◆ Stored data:
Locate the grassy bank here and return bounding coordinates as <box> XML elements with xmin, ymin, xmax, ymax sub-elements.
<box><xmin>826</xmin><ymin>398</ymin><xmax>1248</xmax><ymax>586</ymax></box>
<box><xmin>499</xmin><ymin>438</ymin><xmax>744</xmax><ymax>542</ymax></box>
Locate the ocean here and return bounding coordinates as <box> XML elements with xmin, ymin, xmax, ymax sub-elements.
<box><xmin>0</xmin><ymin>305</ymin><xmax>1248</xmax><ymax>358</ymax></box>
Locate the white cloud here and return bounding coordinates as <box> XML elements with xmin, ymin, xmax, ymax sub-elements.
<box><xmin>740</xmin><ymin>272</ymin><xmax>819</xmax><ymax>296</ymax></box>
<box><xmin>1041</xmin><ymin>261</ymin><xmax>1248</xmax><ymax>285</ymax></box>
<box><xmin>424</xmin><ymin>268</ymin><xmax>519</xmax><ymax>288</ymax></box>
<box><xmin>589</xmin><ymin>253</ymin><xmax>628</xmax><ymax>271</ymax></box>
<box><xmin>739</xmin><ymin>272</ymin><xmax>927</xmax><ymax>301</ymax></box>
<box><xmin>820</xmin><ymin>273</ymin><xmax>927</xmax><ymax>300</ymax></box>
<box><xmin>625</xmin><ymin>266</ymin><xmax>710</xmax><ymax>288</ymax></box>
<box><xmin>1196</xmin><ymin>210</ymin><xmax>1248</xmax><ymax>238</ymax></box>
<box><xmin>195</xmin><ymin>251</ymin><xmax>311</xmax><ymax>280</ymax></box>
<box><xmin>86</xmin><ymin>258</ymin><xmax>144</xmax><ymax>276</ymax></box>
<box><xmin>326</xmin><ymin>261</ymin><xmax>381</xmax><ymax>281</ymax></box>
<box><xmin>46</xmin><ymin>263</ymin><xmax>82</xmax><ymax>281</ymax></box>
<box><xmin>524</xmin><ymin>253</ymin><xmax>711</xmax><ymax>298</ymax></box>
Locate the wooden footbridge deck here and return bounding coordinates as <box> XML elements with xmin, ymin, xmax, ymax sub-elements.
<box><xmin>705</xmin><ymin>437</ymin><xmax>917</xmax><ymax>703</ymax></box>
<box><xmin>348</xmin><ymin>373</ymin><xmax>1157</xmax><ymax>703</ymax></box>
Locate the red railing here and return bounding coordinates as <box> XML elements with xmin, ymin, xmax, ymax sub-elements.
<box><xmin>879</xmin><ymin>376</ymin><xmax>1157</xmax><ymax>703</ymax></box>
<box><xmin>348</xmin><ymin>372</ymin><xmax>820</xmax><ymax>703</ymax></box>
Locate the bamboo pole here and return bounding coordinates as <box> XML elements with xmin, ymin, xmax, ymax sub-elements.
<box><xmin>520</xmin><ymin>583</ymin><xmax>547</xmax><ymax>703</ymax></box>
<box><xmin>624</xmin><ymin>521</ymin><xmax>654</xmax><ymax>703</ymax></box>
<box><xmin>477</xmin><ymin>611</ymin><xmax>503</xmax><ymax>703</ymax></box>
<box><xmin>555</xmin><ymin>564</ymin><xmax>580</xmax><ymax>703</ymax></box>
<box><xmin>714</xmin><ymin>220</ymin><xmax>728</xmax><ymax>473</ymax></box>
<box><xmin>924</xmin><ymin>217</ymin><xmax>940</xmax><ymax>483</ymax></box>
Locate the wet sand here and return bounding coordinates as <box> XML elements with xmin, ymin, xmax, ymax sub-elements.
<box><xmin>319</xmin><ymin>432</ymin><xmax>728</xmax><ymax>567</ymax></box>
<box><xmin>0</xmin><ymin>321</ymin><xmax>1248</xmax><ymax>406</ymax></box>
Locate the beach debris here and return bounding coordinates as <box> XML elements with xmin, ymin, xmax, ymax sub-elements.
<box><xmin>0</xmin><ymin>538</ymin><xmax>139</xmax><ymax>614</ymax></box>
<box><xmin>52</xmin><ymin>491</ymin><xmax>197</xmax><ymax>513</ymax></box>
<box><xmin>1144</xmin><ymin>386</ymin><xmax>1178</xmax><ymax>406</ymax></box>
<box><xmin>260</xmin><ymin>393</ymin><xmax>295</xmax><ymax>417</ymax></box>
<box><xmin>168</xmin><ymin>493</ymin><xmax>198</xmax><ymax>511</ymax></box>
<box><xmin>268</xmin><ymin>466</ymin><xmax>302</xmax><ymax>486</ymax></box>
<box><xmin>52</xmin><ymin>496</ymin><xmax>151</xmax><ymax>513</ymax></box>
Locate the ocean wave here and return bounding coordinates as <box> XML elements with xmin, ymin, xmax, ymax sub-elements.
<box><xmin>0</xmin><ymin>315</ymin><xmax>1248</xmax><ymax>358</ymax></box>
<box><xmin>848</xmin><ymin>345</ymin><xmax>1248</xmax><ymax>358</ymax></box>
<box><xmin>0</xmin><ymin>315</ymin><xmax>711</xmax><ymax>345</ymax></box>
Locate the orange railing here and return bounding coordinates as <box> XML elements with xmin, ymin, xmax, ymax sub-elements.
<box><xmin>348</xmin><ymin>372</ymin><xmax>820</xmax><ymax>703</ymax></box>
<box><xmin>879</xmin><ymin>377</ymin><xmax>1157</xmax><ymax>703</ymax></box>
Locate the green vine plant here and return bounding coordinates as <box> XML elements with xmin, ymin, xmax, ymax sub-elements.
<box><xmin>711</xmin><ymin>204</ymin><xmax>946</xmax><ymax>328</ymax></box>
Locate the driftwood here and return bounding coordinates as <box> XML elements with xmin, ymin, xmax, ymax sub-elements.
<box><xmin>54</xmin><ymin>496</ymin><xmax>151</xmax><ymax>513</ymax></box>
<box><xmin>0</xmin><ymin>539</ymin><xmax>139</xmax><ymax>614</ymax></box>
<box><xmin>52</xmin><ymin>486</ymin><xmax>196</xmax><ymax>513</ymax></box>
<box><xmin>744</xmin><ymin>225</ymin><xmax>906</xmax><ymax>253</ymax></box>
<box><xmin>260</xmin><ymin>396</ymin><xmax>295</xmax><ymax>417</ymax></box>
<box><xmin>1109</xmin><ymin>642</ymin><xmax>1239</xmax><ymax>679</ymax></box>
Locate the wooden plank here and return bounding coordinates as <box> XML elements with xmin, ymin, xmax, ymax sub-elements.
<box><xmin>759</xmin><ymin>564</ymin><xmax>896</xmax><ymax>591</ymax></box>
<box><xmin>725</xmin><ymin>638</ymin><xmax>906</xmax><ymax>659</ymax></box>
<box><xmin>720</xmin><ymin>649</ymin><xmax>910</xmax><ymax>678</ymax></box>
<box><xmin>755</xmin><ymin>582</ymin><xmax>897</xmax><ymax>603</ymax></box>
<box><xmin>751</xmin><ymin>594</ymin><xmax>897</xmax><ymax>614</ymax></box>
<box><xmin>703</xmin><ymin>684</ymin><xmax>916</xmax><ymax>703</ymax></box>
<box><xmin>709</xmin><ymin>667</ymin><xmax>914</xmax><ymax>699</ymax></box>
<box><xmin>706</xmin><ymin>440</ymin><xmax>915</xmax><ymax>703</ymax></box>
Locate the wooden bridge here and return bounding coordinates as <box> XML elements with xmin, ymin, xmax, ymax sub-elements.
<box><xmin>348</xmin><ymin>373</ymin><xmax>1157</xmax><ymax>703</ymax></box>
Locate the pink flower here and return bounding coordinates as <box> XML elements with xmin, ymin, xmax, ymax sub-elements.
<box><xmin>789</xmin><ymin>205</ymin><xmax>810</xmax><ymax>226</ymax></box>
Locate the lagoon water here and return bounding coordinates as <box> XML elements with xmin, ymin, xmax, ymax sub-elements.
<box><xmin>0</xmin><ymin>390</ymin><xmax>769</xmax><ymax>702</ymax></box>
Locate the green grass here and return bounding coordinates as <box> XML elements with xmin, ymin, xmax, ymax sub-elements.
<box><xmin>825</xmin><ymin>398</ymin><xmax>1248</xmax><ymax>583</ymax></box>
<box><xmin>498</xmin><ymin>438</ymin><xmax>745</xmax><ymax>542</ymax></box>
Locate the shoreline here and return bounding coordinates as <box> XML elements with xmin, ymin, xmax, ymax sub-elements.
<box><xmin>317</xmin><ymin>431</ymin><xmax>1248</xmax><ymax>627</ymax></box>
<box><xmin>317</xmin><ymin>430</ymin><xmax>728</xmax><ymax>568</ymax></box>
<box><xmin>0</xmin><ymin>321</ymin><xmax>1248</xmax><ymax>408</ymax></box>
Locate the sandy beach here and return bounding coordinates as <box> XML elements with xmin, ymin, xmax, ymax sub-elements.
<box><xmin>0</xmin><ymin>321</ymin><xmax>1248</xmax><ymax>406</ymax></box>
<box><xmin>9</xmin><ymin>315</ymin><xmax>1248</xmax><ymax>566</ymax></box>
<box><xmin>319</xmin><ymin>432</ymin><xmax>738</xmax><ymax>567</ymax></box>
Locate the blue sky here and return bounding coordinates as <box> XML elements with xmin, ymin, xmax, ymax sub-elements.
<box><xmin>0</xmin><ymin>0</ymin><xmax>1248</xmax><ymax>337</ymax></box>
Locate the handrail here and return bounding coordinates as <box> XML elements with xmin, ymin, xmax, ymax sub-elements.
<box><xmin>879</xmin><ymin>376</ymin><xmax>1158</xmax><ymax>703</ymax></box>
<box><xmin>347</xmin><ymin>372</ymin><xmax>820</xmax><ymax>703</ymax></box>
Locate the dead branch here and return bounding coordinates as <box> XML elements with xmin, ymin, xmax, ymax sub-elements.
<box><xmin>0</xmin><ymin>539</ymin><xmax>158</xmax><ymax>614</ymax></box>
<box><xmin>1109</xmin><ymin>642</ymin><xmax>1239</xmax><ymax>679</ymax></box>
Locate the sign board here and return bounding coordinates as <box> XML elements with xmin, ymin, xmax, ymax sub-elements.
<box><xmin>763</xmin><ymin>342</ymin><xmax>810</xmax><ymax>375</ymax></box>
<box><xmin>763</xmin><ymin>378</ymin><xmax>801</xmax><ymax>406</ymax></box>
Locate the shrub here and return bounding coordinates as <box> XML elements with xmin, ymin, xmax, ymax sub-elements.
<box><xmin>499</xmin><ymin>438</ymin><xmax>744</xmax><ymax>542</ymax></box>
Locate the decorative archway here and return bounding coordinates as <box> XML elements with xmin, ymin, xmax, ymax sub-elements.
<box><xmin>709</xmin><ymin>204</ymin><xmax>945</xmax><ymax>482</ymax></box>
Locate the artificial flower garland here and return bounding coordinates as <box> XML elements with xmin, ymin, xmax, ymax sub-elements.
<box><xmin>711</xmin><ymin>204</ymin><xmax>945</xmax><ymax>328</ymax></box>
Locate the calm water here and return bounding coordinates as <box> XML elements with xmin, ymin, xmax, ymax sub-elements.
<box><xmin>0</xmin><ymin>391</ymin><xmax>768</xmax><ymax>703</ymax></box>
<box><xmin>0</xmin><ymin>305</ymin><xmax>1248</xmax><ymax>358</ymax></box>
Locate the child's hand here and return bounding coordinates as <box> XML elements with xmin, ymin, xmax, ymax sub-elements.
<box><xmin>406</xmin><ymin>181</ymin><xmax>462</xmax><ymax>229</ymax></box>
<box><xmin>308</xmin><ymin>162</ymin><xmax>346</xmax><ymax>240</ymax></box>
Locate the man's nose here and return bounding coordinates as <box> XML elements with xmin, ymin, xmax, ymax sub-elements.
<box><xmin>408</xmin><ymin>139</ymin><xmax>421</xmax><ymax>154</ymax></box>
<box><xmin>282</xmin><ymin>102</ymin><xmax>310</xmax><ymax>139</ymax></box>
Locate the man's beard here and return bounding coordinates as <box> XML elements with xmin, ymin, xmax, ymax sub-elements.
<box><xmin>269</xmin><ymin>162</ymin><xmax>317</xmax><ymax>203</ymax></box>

◆ Requirements: Every line from the one containing "Locate the shrub" through the end of the entries above must be echoed exactly, with both ends kept.

◆ Output for this exercise:
Locate the shrub here and return bounding coordinates as <box> XML elements with xmin, ymin, xmax, ymax sub-elements.
<box><xmin>499</xmin><ymin>438</ymin><xmax>744</xmax><ymax>542</ymax></box>
Locate the decorative archway here and return bounding coordinates as <box> XML elements with xmin, ymin, xmax, ymax sub-elements.
<box><xmin>709</xmin><ymin>204</ymin><xmax>945</xmax><ymax>482</ymax></box>
Locate the artificial flower garland here and return bounding coordinates as <box> XML elements with xmin, ymin, xmax, ymax sub-elements.
<box><xmin>711</xmin><ymin>204</ymin><xmax>945</xmax><ymax>328</ymax></box>
Locate the calm water here and return bounding coordinates as <box> XML elements with xmin, ymin, xmax, ymax sub-elements.
<box><xmin>0</xmin><ymin>391</ymin><xmax>768</xmax><ymax>703</ymax></box>
<box><xmin>0</xmin><ymin>305</ymin><xmax>1248</xmax><ymax>358</ymax></box>
Locate the child's hand here and return bounding coordinates as <box> XML elements with xmin, ymin, xmax, ymax sub-elements.
<box><xmin>406</xmin><ymin>181</ymin><xmax>462</xmax><ymax>229</ymax></box>
<box><xmin>308</xmin><ymin>162</ymin><xmax>346</xmax><ymax>240</ymax></box>
Locate the man's nose here and return bounding coordinates as <box> XML elements with xmin, ymin, xmax, ymax sub-elements.
<box><xmin>408</xmin><ymin>139</ymin><xmax>421</xmax><ymax>154</ymax></box>
<box><xmin>282</xmin><ymin>102</ymin><xmax>310</xmax><ymax>139</ymax></box>
Locate the man's beard here and return bounding coordinates as <box> XML elements with xmin, ymin, xmax, ymax sub-elements.
<box><xmin>269</xmin><ymin>162</ymin><xmax>317</xmax><ymax>203</ymax></box>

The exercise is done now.